→ **WORK ITEM**:
Would you print each of the entries below precisely as given?

╔══

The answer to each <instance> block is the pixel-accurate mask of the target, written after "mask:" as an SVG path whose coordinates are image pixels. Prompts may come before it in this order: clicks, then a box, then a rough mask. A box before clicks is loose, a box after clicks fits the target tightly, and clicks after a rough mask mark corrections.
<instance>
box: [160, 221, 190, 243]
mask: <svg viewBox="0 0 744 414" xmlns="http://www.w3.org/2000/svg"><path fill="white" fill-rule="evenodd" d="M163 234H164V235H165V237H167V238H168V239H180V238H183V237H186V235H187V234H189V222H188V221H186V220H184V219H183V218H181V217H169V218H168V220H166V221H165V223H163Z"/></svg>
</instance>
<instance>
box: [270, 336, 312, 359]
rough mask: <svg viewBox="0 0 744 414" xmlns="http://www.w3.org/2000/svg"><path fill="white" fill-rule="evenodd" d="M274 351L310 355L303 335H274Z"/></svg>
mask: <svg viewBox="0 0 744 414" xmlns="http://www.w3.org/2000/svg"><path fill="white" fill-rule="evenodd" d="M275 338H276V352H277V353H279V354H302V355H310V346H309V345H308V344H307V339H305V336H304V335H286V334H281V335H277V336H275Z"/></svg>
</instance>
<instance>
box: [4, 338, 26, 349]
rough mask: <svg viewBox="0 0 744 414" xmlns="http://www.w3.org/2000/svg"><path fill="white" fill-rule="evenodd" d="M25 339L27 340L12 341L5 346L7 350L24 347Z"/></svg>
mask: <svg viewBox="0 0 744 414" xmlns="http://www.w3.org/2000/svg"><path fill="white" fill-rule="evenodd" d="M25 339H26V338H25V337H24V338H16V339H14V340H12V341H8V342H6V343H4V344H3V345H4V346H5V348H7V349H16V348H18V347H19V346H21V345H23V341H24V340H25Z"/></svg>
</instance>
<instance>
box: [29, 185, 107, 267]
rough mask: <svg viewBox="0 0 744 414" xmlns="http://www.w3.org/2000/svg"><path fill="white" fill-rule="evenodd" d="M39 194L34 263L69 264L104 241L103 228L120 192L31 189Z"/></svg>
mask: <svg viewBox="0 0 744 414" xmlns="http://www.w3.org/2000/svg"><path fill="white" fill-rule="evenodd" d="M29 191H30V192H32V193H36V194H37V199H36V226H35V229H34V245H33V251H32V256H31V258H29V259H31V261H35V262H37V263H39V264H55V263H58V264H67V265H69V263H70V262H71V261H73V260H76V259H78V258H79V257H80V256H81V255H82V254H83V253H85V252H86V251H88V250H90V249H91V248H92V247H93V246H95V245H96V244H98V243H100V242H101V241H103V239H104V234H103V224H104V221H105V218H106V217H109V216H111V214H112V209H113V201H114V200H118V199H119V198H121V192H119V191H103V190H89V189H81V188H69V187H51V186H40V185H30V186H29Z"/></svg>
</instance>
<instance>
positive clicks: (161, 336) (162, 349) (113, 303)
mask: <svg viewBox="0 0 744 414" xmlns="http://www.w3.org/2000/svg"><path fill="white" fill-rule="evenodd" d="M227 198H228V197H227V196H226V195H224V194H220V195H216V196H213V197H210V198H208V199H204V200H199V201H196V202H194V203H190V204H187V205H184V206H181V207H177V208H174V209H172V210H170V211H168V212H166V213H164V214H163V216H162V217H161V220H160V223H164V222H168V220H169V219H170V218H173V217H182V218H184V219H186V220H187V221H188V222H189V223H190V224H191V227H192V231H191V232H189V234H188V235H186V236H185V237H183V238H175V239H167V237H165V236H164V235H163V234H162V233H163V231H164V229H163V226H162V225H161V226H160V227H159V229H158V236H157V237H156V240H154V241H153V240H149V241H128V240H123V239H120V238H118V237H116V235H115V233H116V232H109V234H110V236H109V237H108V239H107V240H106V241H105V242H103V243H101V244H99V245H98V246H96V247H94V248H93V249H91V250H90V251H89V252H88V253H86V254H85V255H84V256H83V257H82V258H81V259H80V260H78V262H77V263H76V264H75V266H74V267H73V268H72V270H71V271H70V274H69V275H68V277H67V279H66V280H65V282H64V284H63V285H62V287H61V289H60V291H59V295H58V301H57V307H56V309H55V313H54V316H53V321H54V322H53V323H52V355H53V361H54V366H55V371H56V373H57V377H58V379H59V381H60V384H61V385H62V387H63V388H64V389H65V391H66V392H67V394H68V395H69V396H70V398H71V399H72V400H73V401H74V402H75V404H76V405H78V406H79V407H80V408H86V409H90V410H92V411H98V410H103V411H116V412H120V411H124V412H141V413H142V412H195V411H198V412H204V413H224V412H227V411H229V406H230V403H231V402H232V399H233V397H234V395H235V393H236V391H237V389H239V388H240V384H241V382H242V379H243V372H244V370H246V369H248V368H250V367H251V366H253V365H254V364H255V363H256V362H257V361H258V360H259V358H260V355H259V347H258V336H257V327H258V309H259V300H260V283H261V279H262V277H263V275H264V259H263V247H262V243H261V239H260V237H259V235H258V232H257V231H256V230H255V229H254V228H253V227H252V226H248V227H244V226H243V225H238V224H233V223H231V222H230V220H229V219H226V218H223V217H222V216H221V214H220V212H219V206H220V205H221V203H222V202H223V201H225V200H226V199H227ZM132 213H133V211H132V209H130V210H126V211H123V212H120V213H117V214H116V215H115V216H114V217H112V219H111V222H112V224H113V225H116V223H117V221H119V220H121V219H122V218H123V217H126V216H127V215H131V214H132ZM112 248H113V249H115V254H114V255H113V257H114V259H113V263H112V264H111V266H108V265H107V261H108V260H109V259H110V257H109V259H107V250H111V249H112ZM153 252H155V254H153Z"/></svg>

╚══

→ **EXERCISE ANSWER**:
The answer to each <instance> block is the pixel-accurate mask of the target, written after "mask:" as an SVG path whose coordinates are image pixels. Prompts may come before it in this order: clicks, then a box, then a rough mask. A box before clicks is loose, a box after clicks fits the target tightly, and clicks after a rough mask mark corrections.
<instance>
box: [160, 221, 190, 243]
mask: <svg viewBox="0 0 744 414" xmlns="http://www.w3.org/2000/svg"><path fill="white" fill-rule="evenodd" d="M163 234H164V235H165V237H167V238H168V239H180V238H183V237H186V235H187V234H189V222H188V221H186V220H184V219H183V218H181V217H169V218H168V220H166V221H165V223H163Z"/></svg>
</instance>
<instance>
box: [270, 336, 312, 359]
rough mask: <svg viewBox="0 0 744 414" xmlns="http://www.w3.org/2000/svg"><path fill="white" fill-rule="evenodd" d="M274 351L310 355L303 335H274Z"/></svg>
mask: <svg viewBox="0 0 744 414" xmlns="http://www.w3.org/2000/svg"><path fill="white" fill-rule="evenodd" d="M275 338H276V352H277V353H279V354H302V355H310V346H309V345H308V344H307V339H305V336H304V335H286V334H281V335H277V336H275Z"/></svg>
</instance>
<instance>
box: [4, 338, 26, 349]
rough mask: <svg viewBox="0 0 744 414" xmlns="http://www.w3.org/2000/svg"><path fill="white" fill-rule="evenodd" d="M25 339L27 340L12 341L5 346L7 350L24 347Z"/></svg>
mask: <svg viewBox="0 0 744 414" xmlns="http://www.w3.org/2000/svg"><path fill="white" fill-rule="evenodd" d="M25 339H26V338H25V337H24V338H16V339H14V340H12V341H8V342H6V343H4V344H3V345H4V346H5V348H7V349H16V348H18V347H19V346H21V345H23V341H24V340H25Z"/></svg>
</instance>
<instance>
box: [29, 185, 107, 267]
rough mask: <svg viewBox="0 0 744 414" xmlns="http://www.w3.org/2000/svg"><path fill="white" fill-rule="evenodd" d="M39 194L34 263L69 264L104 241L103 228L120 192L31 189Z"/></svg>
mask: <svg viewBox="0 0 744 414" xmlns="http://www.w3.org/2000/svg"><path fill="white" fill-rule="evenodd" d="M29 191H30V192H32V193H36V194H37V199H36V226H35V229H34V245H33V251H32V256H31V258H29V259H31V261H35V262H37V263H39V264H55V263H58V264H67V265H69V263H70V262H71V261H73V260H76V259H78V258H79V257H80V256H81V255H82V254H83V253H85V252H86V251H88V250H90V249H91V248H92V247H93V246H95V245H96V244H98V243H100V242H101V241H103V239H104V234H103V224H104V221H105V218H106V217H109V216H111V214H112V209H113V201H114V200H118V199H119V198H121V192H119V191H103V190H89V189H81V188H69V187H51V186H40V185H30V186H29Z"/></svg>
</instance>
<instance>
positive clicks: (161, 336) (162, 349) (113, 303)
mask: <svg viewBox="0 0 744 414" xmlns="http://www.w3.org/2000/svg"><path fill="white" fill-rule="evenodd" d="M227 198H228V197H227V196H226V195H224V194H220V195H216V196H213V197H210V198H208V199H204V200H199V201H196V202H194V203H190V204H187V205H184V206H181V207H177V208H174V209H172V210H170V211H168V212H166V213H164V214H163V216H162V217H161V220H160V223H164V222H168V220H169V219H170V218H173V217H182V218H184V219H186V220H187V221H188V222H189V223H190V224H191V227H192V231H191V232H189V234H188V235H186V236H185V237H183V238H175V239H167V237H165V236H164V235H163V234H162V233H163V231H164V229H163V226H162V225H161V226H160V227H159V229H158V236H157V237H156V240H154V241H153V240H149V241H128V240H123V239H120V238H118V237H116V235H115V233H116V232H109V234H110V236H109V237H108V239H107V240H106V241H105V242H103V243H101V244H99V245H98V246H96V247H94V248H93V249H91V250H90V251H89V252H88V253H86V254H85V255H84V256H83V257H82V258H81V259H80V260H78V262H77V263H76V264H75V266H74V267H73V268H72V270H71V271H70V274H69V275H68V277H67V279H66V280H65V282H64V284H63V285H62V287H61V289H60V291H59V295H58V301H57V307H56V309H55V313H54V316H53V321H54V322H53V323H52V355H53V361H54V366H55V371H56V373H57V377H58V379H59V381H60V384H61V385H62V387H63V388H64V389H65V391H66V392H67V394H68V395H69V396H70V398H71V399H72V400H73V401H74V402H75V404H76V405H78V406H79V407H80V408H86V409H90V410H92V411H98V410H103V411H116V412H120V411H124V412H141V413H142V412H195V411H198V412H204V413H224V412H227V411H229V406H230V403H231V402H232V399H233V397H234V395H235V393H236V391H237V389H239V388H240V384H241V382H242V379H243V372H244V370H246V369H248V368H250V367H251V366H253V365H254V364H255V363H256V362H257V361H258V360H259V358H260V355H259V347H258V336H257V327H258V309H259V300H260V283H261V279H262V277H263V275H264V259H263V247H262V243H261V239H260V237H259V235H258V232H257V231H256V230H255V229H254V228H253V227H252V226H248V227H244V226H243V225H238V224H233V223H231V222H230V220H229V219H226V218H223V217H222V216H221V214H220V212H219V206H220V205H221V203H222V202H223V201H225V200H226V199H227ZM132 213H133V211H132V209H130V210H126V211H123V212H120V213H117V214H116V215H115V216H114V217H112V219H111V222H112V224H113V225H116V223H117V221H119V220H121V219H122V218H123V217H126V216H127V215H131V214H132ZM112 248H113V249H115V254H114V255H113V257H114V259H113V263H112V264H111V266H108V265H107V261H108V260H109V259H110V257H109V259H107V250H111V249H112ZM153 252H155V254H153Z"/></svg>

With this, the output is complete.